## Objective
Revise the records starting at the line that contains "Reviewer note: check that each instance of the dark" and ending at the line that contains "101], [100, 44]]", changing every "keypoint" to "marker" and leaving all else as it stands. Return only those lines.
** BEGIN Stored data **
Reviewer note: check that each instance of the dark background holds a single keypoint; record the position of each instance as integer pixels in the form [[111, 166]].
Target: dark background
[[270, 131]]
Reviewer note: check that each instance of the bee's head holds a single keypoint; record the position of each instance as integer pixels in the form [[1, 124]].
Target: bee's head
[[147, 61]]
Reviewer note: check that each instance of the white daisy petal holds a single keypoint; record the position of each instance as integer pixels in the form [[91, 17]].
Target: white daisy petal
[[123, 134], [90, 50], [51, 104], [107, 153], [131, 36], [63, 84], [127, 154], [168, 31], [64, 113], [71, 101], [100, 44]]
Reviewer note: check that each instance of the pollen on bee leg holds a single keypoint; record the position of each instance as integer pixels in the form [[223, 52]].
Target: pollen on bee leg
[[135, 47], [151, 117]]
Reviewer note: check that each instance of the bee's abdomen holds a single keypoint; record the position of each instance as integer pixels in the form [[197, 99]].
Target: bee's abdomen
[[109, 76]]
** END Stored data **
** BEGIN Stored data **
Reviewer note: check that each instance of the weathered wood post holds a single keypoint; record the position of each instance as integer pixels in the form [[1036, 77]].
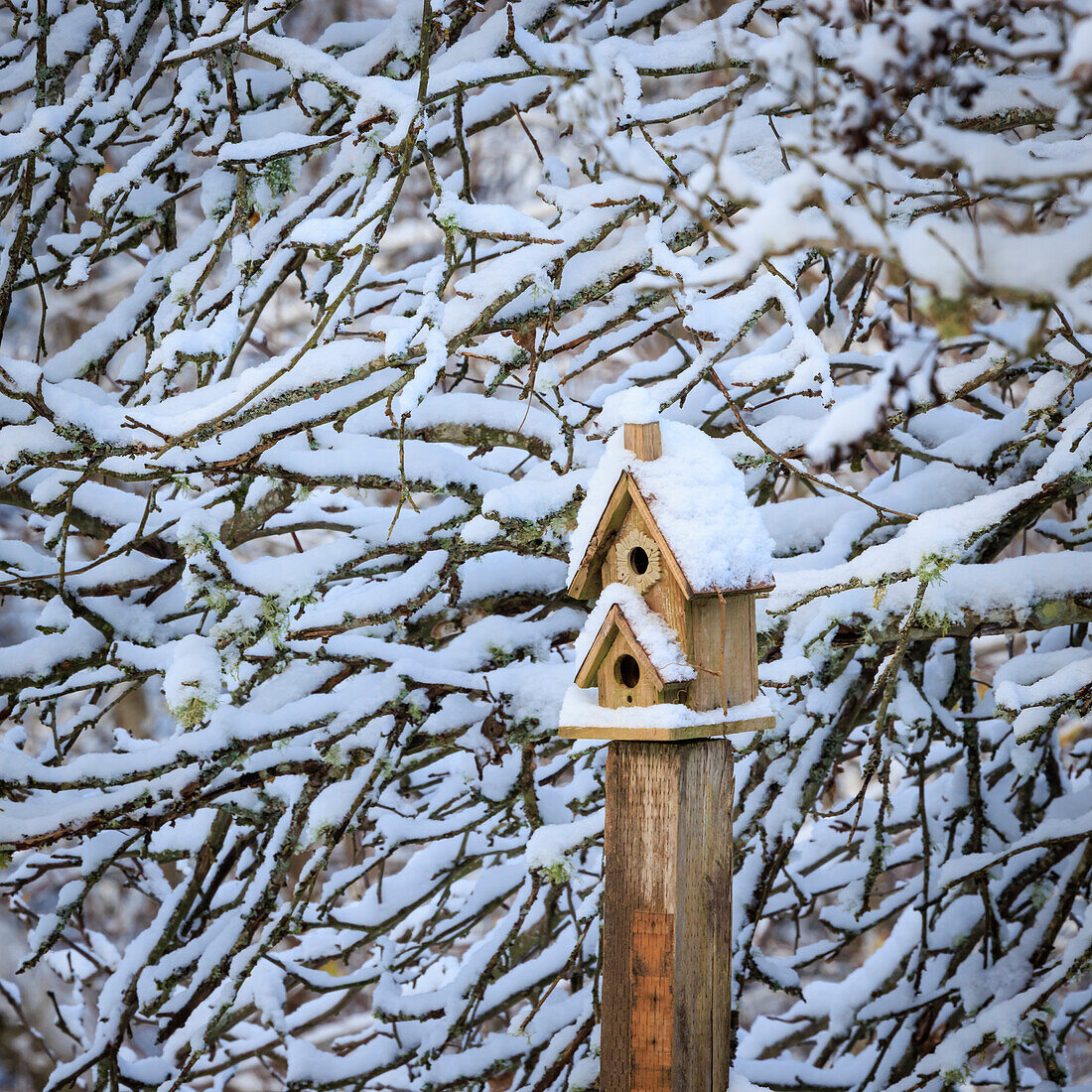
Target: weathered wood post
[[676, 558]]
** END Stored data **
## Task solution
Reviewer note: check that each instance of the dark background holds a single marker; record the position of each instance as integer pixels in the form [[111, 166]].
Target: dark background
[[270, 131]]
Reviewer note: check that each instance of the bee's head holds a single marker; record the position of each instance as integer pixels in the form [[1, 124]].
Target: bee's head
[[147, 61]]
Reviewer note: check that each instance of the white daisy petal holds a single marker; record the position of each instance as integer pixels in the form [[91, 17]].
Target: white daisy petal
[[123, 134], [90, 50], [51, 104], [107, 153], [131, 36], [63, 84], [127, 154], [168, 31], [64, 113], [71, 101], [100, 44]]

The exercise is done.